**Written problem 1**:
According to the court opinion, where did the plaintiff receive his injury?
**Written problem 2**:
From the court opinion, extract word for word the text running from "Power Mfg Co" to "defendant in error.".

Power Mfg Co v. Saunders

Citation47 S.Ct. 678,71 L.Ed. 1165,274 U.S. 490
Decision Date16 March 1927
Docket NumberNo. 258,258
PartiesPOWER MFG. CO. v. SAUNDERS
CourtUnited States Supreme Court

Messrs. George B. Pugh and Thomas S. Buzbee, both of Little Rock, Ark., for plaintiff in error.

Mr. Wm. R. Donhan, of Little Rock, Ark., for defendant in error.

Mr. Justice VAN DEVANTER delivered the opinion of the Court.

This was an action to recover for a personal injury sustained by the plaintiff while in the defendant's employ. The plaintiff was a citizen and resident of Ohio, and the defendant was a corporation of that state. Besides its activities in Ohio, the defendant maintained a warehouse at Stuttgart, Ark., where it did a local business. The plaintiff received his injury in that warehouse. The defendant had complied with the conditions on which Arkansas permits foreign corporations to do a local business within her limits, and as part of its compliance had named Stuttgart as its place of business in the state and designated an agent residing there on whom process against it might be served. See Crawford & Moses' Digest 1921, § 1826. It did no business and had no office, officer, or agent elsewhere in the state. Stuttgart is in Arkansas county, and is its county seat.

Dataset records on object locations

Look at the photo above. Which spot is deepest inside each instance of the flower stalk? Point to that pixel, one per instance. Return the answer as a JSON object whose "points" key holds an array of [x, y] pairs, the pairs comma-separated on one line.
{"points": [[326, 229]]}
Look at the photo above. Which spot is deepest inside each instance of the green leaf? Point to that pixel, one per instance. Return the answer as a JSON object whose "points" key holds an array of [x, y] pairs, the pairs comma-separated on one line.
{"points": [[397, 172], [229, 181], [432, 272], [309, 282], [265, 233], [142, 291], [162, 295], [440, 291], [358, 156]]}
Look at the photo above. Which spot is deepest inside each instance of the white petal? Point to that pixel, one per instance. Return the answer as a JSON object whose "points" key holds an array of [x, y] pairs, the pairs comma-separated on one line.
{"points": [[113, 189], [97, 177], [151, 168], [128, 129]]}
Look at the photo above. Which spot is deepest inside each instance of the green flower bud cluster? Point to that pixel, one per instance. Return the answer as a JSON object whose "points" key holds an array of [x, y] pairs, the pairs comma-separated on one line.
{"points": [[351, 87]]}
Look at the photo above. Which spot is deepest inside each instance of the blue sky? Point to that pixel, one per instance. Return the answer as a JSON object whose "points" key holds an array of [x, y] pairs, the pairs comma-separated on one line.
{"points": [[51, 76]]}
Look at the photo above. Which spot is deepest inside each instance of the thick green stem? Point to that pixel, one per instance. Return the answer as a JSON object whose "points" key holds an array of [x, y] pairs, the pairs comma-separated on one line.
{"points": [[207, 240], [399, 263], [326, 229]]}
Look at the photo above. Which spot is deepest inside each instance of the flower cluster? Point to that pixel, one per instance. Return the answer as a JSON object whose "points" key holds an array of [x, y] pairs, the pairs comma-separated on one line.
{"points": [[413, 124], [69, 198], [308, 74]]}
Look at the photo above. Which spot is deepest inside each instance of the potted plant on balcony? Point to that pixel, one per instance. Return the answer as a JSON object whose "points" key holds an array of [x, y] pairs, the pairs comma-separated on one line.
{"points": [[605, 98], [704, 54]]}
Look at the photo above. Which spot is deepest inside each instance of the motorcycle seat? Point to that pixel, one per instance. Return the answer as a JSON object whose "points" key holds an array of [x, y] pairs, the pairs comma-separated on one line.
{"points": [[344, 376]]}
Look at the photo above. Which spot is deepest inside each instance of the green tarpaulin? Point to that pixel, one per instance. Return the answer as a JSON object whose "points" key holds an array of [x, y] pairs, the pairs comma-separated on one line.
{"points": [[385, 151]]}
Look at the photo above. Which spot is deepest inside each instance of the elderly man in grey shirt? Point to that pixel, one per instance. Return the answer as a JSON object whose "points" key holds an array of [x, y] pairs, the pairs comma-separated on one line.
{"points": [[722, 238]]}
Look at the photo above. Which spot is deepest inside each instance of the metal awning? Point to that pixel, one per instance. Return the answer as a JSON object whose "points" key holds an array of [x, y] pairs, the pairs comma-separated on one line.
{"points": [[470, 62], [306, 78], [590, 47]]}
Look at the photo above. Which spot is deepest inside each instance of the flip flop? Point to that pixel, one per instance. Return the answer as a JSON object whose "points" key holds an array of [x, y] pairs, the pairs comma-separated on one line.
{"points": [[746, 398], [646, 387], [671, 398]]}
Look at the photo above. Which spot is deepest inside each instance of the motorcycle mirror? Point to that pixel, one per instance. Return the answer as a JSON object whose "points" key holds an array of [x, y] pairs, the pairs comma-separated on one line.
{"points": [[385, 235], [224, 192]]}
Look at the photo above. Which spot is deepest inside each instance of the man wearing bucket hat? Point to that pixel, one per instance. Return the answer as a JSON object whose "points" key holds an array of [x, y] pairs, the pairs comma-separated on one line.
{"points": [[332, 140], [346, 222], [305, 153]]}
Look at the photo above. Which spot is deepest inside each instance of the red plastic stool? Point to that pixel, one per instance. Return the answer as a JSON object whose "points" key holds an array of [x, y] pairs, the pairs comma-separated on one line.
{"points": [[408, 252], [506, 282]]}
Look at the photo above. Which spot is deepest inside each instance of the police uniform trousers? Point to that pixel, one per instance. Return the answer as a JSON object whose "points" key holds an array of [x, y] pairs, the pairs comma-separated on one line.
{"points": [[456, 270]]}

**Output 1**:
In the defendant's warehouse at Stuttgart, Arkansas.

**Output 2**:
Power Mfg Co v. Saunders

Citation47 S.Ct. 678,71 L.Ed. 1165,274 U.S. 490
Decision Date16 March 1927
Docket NumberNo. 258,258
PartiesPOWER MFG. CO. v. SAUNDERS
CourtUnited States Supreme Court

Messrs. George B. Pugh and Thomas S. Buzbee, both of Little Rock, Ark., for plaintiff in error.

Mr. Wm. R. Donhan, of Little Rock, Ark., for defendant in error.